Written exercise => Write out every line of the listing below, requests included, scaling the x and y coordinates of each point by 0.9 and rounding them to whole numbers, with halves rounded up. Leave the requests and their format samples unchanged.
---
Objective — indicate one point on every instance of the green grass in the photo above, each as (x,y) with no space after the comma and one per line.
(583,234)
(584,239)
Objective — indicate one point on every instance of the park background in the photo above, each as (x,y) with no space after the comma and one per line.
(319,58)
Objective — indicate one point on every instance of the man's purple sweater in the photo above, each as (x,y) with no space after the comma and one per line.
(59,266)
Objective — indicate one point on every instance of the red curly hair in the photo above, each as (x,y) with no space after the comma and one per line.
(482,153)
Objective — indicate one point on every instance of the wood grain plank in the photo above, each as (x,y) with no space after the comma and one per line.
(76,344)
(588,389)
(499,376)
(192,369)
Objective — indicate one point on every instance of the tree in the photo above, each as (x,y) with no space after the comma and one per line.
---
Solution for this exercise =>
Objective — indicate one point on every instance of the green grass in the photo above, each as (x,y) with no space after the comma and one per line.
(525,211)
(526,215)
Objective — indicate one point on every instance of the park background in the photo above, each as (x,y) with no space after the comma and one per line.
(287,52)
Objective — indicate one point on every instance of the man's purple sweater in the photo above, each as (x,y) with no space after the comma and one per line.
(53,239)
Objective — indicate one point on every instance of the red curly hair in the photo above, each as (x,y) with no space after the comma and one per line.
(434,138)
Objective — indicate one point on every instance of the wood grain plank in the photo above, each as (x,y) with no space after the comma and one per line.
(68,310)
(529,350)
(449,338)
(173,332)
Objective — indicate one point on every instance of the tree in the photo above, each as (x,y) with no space after the comma and one per line.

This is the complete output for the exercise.